Las Vegas Sun

March 29, 2024

Editorial: Healing a system

President Bush toured Walter Reed Army Medical Center on Friday, awarding Purple Hearts to wounded soldiers and apologizing for the poor conditions and neglectful care that has persisted at the Army's top veterans hospital for at least three years.

Bush shook hands with soldiers and held their infant children, the Associated Press reported. He also vowed to "fix the problem" that allowed shoddy conditions, such as moldy walls and vermin infestation, to occur at Walter Reed's outpatient facility, and promised to untangle the bureaucratic web that allowed medical records - and even patients - to be lost or unaccounted for.

It was about time. It has been six weeks since The Washington Post's series of stories that first revealed the widespread problems at the Army's premier medical facility. By the second week of March, Army Maj. Gen. George Weightman had been relieved of his command of Walter Reed, Army Secretary Francis J. Harvey had been forced to resign and Lt. Gen. Kevin Kiley, the Army's surgeon general, had been fired by the new acting Army secretary.

○ ○ ○ ○

### Aim of the task
In the editorial, why does the writer say of the President's visit, "It was about time"? Answer in one to three sentences. You won't need the listing for this.

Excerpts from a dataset
○ ○ ○ ○

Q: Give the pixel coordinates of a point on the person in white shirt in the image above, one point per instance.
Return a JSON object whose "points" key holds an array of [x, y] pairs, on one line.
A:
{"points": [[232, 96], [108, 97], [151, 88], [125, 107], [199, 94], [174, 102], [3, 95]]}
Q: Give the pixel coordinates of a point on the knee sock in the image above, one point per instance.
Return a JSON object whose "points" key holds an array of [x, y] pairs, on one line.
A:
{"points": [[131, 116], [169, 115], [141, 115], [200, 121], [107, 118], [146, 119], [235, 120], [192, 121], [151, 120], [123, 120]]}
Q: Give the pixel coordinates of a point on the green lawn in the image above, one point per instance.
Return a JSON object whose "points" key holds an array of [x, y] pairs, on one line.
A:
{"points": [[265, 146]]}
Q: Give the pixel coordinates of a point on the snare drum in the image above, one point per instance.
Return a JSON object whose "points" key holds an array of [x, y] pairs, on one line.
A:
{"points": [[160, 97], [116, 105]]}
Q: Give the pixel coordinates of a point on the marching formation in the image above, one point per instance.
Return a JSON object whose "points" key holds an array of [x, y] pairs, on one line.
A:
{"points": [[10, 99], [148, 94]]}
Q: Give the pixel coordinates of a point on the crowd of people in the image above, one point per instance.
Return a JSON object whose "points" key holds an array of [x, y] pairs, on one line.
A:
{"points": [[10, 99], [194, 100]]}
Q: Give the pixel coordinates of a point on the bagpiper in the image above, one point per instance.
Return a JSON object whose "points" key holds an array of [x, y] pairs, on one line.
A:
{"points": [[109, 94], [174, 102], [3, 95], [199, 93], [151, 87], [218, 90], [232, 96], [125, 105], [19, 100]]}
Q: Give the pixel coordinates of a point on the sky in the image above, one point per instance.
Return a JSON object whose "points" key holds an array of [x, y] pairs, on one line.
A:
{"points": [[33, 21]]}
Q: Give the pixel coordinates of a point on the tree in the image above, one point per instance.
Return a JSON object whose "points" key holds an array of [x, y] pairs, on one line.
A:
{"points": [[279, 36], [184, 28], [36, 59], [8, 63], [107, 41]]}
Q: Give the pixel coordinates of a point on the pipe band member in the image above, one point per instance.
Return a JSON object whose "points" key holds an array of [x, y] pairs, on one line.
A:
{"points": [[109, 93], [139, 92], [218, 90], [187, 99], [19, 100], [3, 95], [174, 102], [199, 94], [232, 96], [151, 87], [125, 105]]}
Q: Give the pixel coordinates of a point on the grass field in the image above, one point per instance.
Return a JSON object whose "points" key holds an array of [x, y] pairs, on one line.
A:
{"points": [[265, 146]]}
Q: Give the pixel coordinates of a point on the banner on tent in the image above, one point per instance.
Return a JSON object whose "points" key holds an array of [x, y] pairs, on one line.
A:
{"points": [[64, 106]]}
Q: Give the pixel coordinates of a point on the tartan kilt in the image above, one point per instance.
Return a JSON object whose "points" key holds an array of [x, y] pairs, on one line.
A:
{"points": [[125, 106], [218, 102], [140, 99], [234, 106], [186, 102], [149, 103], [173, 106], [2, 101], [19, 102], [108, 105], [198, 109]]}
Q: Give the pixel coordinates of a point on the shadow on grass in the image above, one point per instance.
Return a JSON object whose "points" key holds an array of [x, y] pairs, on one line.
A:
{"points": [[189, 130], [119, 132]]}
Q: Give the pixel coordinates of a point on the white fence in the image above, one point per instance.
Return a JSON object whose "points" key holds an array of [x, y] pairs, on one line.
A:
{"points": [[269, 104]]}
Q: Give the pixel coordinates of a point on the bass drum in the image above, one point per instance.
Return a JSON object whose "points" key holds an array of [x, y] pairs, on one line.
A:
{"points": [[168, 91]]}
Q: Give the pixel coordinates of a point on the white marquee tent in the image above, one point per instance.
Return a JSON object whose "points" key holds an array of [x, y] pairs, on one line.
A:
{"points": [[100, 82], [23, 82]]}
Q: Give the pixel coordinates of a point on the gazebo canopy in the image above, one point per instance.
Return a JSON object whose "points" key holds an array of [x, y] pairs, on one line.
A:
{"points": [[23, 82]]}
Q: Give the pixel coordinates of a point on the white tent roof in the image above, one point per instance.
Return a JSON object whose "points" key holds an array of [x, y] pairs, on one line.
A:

○ ○ ○ ○

### Response box
Six weeks had passed since The Washington Post's series first revealed the widespread problems at Walter Reed. By the second week of March, the Army had already relieved the hospital's commander, forced the Army secretary to resign and fired the Army's surgeon general.